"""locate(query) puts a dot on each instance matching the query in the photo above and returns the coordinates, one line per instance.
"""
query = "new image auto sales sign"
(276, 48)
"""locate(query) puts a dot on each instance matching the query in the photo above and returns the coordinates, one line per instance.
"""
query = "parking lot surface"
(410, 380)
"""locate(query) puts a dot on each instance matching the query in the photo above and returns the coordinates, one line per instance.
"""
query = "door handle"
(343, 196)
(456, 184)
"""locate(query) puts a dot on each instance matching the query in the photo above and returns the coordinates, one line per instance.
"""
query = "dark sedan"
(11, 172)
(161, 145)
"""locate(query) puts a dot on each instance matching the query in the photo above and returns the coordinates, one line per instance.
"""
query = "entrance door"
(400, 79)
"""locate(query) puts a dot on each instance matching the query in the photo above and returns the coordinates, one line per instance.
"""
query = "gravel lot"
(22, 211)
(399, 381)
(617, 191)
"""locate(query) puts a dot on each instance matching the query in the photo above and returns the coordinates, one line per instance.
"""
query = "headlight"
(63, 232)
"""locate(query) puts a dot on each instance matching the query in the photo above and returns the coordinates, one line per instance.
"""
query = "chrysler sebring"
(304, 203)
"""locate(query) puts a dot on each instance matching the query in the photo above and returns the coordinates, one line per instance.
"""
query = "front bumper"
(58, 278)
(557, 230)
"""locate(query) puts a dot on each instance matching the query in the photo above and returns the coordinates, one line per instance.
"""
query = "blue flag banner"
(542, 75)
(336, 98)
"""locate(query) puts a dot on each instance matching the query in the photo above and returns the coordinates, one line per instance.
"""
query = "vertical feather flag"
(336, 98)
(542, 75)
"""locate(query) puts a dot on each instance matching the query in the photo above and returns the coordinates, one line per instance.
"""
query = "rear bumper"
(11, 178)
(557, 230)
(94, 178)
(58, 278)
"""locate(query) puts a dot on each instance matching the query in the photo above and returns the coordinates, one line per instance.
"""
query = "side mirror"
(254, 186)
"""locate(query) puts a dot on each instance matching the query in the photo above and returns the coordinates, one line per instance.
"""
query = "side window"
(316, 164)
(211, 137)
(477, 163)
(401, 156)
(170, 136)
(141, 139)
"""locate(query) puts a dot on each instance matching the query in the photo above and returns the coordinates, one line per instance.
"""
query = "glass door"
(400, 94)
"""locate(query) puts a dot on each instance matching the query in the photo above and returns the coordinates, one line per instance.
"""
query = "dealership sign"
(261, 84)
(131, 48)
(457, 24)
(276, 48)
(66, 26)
--
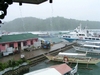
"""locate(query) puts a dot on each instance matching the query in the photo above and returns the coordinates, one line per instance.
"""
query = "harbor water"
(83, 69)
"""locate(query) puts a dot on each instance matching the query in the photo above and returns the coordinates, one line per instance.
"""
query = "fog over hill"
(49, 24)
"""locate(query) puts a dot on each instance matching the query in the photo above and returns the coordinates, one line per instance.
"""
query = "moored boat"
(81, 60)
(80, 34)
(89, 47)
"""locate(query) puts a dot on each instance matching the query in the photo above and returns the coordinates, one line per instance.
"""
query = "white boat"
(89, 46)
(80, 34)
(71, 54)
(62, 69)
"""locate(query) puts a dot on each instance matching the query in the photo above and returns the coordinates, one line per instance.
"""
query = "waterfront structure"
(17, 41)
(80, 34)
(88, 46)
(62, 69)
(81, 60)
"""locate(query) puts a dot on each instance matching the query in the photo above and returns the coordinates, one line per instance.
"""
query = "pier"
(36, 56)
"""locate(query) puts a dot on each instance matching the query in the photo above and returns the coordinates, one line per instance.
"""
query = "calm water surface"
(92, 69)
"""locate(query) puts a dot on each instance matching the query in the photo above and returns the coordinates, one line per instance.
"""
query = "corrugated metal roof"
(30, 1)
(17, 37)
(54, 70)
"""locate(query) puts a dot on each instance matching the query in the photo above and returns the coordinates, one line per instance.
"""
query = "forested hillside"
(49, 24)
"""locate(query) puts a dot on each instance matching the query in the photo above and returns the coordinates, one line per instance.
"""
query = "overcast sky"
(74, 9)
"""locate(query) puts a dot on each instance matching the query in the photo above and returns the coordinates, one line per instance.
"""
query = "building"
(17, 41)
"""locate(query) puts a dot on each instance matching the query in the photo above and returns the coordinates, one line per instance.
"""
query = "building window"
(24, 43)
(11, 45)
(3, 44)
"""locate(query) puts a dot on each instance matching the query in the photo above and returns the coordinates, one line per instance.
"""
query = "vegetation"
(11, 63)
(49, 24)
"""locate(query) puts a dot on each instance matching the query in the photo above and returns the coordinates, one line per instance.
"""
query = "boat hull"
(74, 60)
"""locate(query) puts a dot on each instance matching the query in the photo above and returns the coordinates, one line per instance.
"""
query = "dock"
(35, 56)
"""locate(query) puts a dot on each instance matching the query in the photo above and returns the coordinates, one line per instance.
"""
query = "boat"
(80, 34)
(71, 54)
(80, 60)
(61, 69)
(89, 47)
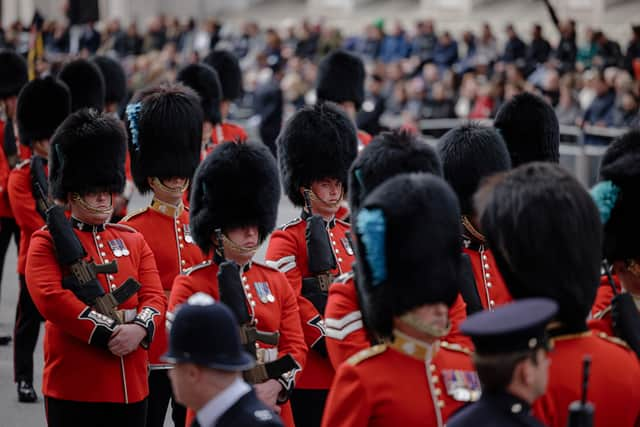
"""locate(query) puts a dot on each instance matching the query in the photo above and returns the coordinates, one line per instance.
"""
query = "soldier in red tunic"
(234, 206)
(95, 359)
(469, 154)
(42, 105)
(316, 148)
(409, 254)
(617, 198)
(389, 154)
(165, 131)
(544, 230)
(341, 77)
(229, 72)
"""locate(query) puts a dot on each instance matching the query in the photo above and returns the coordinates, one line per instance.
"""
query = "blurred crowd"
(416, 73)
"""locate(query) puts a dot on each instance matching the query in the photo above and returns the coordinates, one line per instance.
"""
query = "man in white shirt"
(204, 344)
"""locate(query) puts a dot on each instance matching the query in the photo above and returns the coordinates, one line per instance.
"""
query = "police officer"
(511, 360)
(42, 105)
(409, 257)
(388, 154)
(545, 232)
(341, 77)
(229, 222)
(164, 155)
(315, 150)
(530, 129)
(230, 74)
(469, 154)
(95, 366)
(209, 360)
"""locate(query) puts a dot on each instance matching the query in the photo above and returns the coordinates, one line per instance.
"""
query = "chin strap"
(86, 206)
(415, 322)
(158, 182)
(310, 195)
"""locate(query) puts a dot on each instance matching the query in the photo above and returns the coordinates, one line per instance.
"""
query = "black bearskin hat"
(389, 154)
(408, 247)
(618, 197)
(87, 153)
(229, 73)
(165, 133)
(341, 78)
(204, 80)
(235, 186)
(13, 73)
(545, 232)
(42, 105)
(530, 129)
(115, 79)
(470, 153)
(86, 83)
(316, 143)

## Exercise task
Filter the rows above and copy every line that holds the word "door". Case counts.

## Written response
query = "door handle"
query = "entrance door"
query = "glass door"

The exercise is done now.